Text excerpt:
Wednesday, September 4, 2024

What Drove Many Irish Women to Immigrate to America in the Mid-Nineteenth Century?

 By Donna Wichelman

I saw the Dingle Peninsula for the first time in 2009. Its untamed beauty inspired me even then. Only in 2018, on my second trip to the Dingle Peninsula, did the extraordinary landscape, its place in the history of the Great Hunger, and the people who lived there spark a story about a poor Irish woman in the Gilded Age who left it all behind to live in the Colorado Rockies.

But what did women like Anna leave behind and why?

Assigned task 1: Pull out everything in the listing from its start down to and including the line containing "negative clicks: (123, 152) (122, 159)", reproducing those lines verbatim. Leave the pictures out.
Assigned task 2: Extend the essay on Irish women's immigration to America, beginning right after its final sentence.

(Collected data)
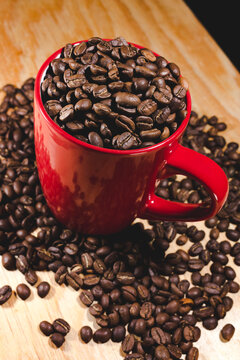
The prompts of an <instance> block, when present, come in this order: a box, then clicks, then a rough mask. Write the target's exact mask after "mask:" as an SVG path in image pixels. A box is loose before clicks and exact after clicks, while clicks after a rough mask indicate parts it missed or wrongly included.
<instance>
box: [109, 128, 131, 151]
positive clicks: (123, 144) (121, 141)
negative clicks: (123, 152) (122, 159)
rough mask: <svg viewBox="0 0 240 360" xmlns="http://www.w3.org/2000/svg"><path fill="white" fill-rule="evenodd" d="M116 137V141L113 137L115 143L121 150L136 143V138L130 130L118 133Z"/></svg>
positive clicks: (114, 145)
mask: <svg viewBox="0 0 240 360" xmlns="http://www.w3.org/2000/svg"><path fill="white" fill-rule="evenodd" d="M115 138H116V139H115V140H116V141H114V138H113V145H114V147H115V148H116V149H120V150H128V149H130V148H131V147H132V146H133V145H134V144H135V143H136V138H135V137H134V136H133V135H132V134H131V133H130V132H128V131H126V132H124V133H122V134H121V135H117V137H115Z"/></svg>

Exercise output 1:
The prompts of an <instance> block, when present, come in this order: a box, then clicks, then a rough mask. Write the target's exact mask after "mask:" as an SVG path in image pixels. A box is loose before clicks and exact after clicks, while clicks after a rough mask indicate parts it missed or wrongly included.
<instance>
box: [109, 128, 131, 151]
positive clicks: (123, 144) (121, 141)
negative clicks: (123, 152) (122, 159)

Exercise output 2:
Dingle Peninsula Looking from Connor Pass--Donna's Gallery 2009
Dingle Peninsula at Connor Pass--Donna's Gallery 2009

The Dingle Peninsula is located in southwest County Kerry, its remote mountainous finger jutting into the Atlantic Ocean being the western-most point of mainland Ireland. Anna would have walked the undulating hills of her homeland carpeted in emerald grasses and watched the roaring ocean crash against her rugged Irish shoreline. Sheep would have also grazed in the fields, while rainbows often painted the skies.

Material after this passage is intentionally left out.